## What you need to do
Restate the entries below without a single change.

Records drawn from a dataset:
=======

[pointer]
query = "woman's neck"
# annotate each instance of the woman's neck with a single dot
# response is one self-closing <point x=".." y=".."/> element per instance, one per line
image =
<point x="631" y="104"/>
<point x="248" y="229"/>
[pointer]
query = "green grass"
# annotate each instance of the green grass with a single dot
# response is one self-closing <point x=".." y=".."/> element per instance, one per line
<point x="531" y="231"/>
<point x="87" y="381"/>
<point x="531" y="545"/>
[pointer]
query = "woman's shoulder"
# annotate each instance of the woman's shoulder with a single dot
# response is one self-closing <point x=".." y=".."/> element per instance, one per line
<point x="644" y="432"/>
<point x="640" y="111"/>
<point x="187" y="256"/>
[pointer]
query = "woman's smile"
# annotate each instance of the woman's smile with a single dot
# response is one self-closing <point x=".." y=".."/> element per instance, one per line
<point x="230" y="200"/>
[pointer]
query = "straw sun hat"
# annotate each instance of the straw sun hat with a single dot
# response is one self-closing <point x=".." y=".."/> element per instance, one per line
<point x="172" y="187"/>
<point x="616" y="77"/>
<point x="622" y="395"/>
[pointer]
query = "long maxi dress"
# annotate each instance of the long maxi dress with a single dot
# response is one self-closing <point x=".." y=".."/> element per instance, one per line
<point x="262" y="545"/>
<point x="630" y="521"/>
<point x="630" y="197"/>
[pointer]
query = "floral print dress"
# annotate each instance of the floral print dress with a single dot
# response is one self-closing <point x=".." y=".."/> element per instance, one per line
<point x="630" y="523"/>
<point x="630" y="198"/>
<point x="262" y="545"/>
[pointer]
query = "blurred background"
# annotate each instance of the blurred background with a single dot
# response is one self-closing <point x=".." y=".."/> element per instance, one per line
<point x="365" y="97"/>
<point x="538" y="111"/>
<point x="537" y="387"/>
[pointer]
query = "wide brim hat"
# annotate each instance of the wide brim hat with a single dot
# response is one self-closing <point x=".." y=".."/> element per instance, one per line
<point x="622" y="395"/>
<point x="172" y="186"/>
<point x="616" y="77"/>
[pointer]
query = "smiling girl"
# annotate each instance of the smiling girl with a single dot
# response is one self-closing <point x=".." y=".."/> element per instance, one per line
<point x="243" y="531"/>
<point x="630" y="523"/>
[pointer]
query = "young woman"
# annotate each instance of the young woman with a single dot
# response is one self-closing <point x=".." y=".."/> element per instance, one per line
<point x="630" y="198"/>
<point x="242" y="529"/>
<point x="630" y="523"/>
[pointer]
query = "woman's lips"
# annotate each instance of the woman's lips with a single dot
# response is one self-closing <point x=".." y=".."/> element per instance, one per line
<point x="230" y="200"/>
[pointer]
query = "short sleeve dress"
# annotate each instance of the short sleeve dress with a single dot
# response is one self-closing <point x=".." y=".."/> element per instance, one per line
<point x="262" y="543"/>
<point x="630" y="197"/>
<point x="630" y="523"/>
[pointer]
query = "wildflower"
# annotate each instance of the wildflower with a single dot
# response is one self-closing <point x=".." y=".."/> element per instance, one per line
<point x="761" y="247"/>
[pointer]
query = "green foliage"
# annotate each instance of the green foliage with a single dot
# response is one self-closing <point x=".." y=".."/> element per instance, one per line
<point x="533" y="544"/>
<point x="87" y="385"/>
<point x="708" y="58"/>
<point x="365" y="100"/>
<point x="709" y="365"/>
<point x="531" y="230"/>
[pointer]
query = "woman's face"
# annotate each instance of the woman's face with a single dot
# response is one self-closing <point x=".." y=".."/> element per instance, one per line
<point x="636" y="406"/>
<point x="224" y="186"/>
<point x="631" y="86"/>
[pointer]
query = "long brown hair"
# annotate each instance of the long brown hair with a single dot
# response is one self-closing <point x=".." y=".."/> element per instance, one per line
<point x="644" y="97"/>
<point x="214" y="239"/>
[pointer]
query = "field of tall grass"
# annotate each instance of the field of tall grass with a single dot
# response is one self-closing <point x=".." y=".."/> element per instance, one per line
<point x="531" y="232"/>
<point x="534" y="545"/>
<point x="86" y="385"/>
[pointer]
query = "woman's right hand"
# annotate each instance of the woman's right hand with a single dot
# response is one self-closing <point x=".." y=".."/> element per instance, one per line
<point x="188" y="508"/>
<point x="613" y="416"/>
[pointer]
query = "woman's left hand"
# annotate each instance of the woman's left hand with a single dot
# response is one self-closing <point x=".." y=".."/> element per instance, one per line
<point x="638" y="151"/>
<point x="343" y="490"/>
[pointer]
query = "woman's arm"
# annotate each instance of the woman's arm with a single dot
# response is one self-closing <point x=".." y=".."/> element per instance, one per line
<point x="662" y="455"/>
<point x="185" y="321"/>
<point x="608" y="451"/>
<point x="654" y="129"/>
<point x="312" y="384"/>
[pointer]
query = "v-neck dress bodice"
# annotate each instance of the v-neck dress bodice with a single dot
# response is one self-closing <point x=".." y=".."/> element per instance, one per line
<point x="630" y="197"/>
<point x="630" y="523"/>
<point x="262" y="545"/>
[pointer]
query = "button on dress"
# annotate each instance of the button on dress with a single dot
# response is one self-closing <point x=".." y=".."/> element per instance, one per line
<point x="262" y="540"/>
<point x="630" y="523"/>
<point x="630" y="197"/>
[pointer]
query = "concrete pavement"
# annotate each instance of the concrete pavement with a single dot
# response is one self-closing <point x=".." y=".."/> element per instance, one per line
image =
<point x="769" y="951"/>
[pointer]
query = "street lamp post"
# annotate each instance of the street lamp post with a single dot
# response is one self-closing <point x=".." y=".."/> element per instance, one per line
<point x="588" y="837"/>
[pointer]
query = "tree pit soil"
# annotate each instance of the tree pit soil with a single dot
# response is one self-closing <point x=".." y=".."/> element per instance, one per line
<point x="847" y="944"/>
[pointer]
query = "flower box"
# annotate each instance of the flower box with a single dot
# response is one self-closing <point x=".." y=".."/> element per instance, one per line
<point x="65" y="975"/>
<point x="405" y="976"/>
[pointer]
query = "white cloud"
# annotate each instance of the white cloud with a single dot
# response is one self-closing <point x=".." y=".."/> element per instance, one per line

=======

## Response to this exercise
[pointer]
query = "woman's neck"
# annotate each instance of the woman's neck with a single dot
# response is one self-closing <point x=".." y=".."/> element per instance, one per line
image =
<point x="631" y="104"/>
<point x="248" y="229"/>
[pointer]
query = "green grass"
# annotate each instance of the green grass with a single dot
# response is one self-closing <point x=".." y=".."/> element per instance, one per line
<point x="531" y="231"/>
<point x="87" y="381"/>
<point x="531" y="545"/>
[pointer]
query = "woman's shoulder"
# annotate each instance of the woman's shoulder with a single dot
# response is one self-closing <point x=".." y=".."/> element per instance, one per line
<point x="644" y="432"/>
<point x="640" y="111"/>
<point x="187" y="256"/>
[pointer]
query = "woman's smile"
# annotate each instance of the woman's smile with a single dot
# response is one self-closing <point x=".." y=".."/> element per instance, one per line
<point x="230" y="200"/>
[pointer]
query = "straw sun hat"
# annotate each instance of the straw sun hat with a single dot
# response is one self-closing <point x=".." y=".."/> element per instance, one per line
<point x="172" y="187"/>
<point x="616" y="77"/>
<point x="622" y="395"/>
[pointer]
query = "long maxi dress"
# annotate each instance of the long maxi dress with a single dot
# response is one self-closing <point x=".." y=".."/> element per instance, one per line
<point x="262" y="545"/>
<point x="630" y="521"/>
<point x="630" y="197"/>
[pointer]
query = "floral print dress"
# annotate each instance of the floral print dress with a single dot
# response is one self-closing <point x=".." y=".."/> element per instance, one per line
<point x="630" y="523"/>
<point x="630" y="198"/>
<point x="262" y="545"/>
[pointer]
query = "blurred background"
# annotate each instance of the blurred background with a single dot
# response is one self-closing <point x=".." y=".."/> element per instance, one per line
<point x="365" y="97"/>
<point x="538" y="111"/>
<point x="537" y="387"/>
[pointer]
query = "wide brim hat"
# annotate each instance of the wide brim hat with a single dot
# response is one self-closing <point x=".." y=".."/> element per instance, one per line
<point x="622" y="395"/>
<point x="172" y="186"/>
<point x="616" y="77"/>
[pointer]
query = "smiling girl"
# annotate each instance of the smiling girl with a single dot
# response is one self-closing <point x=".." y=".."/> element per instance, one per line
<point x="243" y="531"/>
<point x="630" y="523"/>
[pointer]
query = "young woman"
# annotate each instance of the young woman with a single dot
# response is one self-closing <point x=".." y=".."/> element per instance, one per line
<point x="630" y="198"/>
<point x="242" y="529"/>
<point x="630" y="523"/>
[pointer]
query = "woman's lips"
# annotate each instance of the woman's lips with a single dot
# response is one self-closing <point x=".." y=".."/> element per instance, one per line
<point x="230" y="200"/>
[pointer]
query = "short sleeve dress"
# annotate each instance of the short sleeve dress with a single dot
# response is one self-closing <point x=".." y=".."/> element per instance, one per line
<point x="262" y="543"/>
<point x="630" y="197"/>
<point x="630" y="523"/>
[pointer]
query = "wildflower"
# annotate each instance of the wildflower with a single dot
# response is one self-closing <point x=".." y=".."/> element per instance, one per line
<point x="761" y="247"/>
[pointer]
query = "green foliage"
# annotate each instance of the green foliage with a single dot
# response is one self-closing <point x=".." y=".."/> element per instance, one per line
<point x="533" y="544"/>
<point x="87" y="385"/>
<point x="708" y="58"/>
<point x="365" y="100"/>
<point x="709" y="365"/>
<point x="531" y="230"/>
[pointer]
query = "woman's face"
# annotate each instance of the woman's face with a single dot
# response is one self-closing <point x=".." y=".."/> element per instance, one per line
<point x="636" y="406"/>
<point x="224" y="186"/>
<point x="631" y="86"/>
[pointer]
query = "long brown hair"
# annotate each instance of the long brown hair with a single dot
# response is one self-closing <point x=".." y=".."/> element per instance, one per line
<point x="644" y="97"/>
<point x="214" y="239"/>
[pointer]
query = "field of tall grass"
# annotate each instance of the field of tall grass with a single dot
# response is one self-closing <point x=".." y=".."/> element per instance, one per line
<point x="531" y="232"/>
<point x="534" y="545"/>
<point x="86" y="385"/>
[pointer]
query = "woman's right hand"
# annotate each instance of the woman's right hand with a single dot
# response is one self-closing <point x=".." y=".."/> element per instance, one per line
<point x="188" y="508"/>
<point x="613" y="416"/>
[pointer]
query = "woman's left hand"
# annotate each instance of the woman's left hand with a single dot
# response is one self-closing <point x=".." y=".."/> element per instance, one per line
<point x="638" y="151"/>
<point x="343" y="490"/>
[pointer]
query = "woman's arm"
# annotate each instance of the woman's arm with a single dot
# response is one self-closing <point x=".." y=".."/> element per instance, one per line
<point x="662" y="455"/>
<point x="185" y="321"/>
<point x="608" y="451"/>
<point x="654" y="129"/>
<point x="312" y="384"/>
[pointer]
query = "v-neck dress bodice"
# annotate each instance of the v-neck dress bodice with a single dot
# response is one self-closing <point x=".." y=".."/> element per instance, one per line
<point x="630" y="197"/>
<point x="630" y="523"/>
<point x="262" y="545"/>
[pointer]
query = "button on dress"
# annotate each instance of the button on dress with a single dot
# response is one self-closing <point x=".." y=".."/> element per instance, one per line
<point x="262" y="540"/>
<point x="630" y="523"/>
<point x="630" y="197"/>
[pointer]
query = "concrete pavement"
# annotate each instance of the concrete pavement with a single dot
# response is one self-closing <point x=".." y=".."/> element per instance, one per line
image =
<point x="769" y="951"/>
[pointer]
query = "street lamp post"
# annotate each instance of the street lamp post with a single dot
# response is one self-closing <point x=".." y=".."/> element per instance, one per line
<point x="588" y="837"/>
[pointer]
query = "tree pit soil"
# annotate each instance of the tree pit soil with a single dot
# response is one self-closing <point x=".." y=".."/> element per instance, one per line
<point x="847" y="944"/>
[pointer]
query = "flower box"
# annotate each instance of the flower box with a single dot
# response is one self-closing <point x=".." y=".."/> element per instance, one per line
<point x="65" y="975"/>
<point x="405" y="976"/>
[pointer]
query = "white cloud"
# annotate each instance of the white cloud with a single dot
# response is one self-closing <point x=".." y=".."/> element per instance, one per line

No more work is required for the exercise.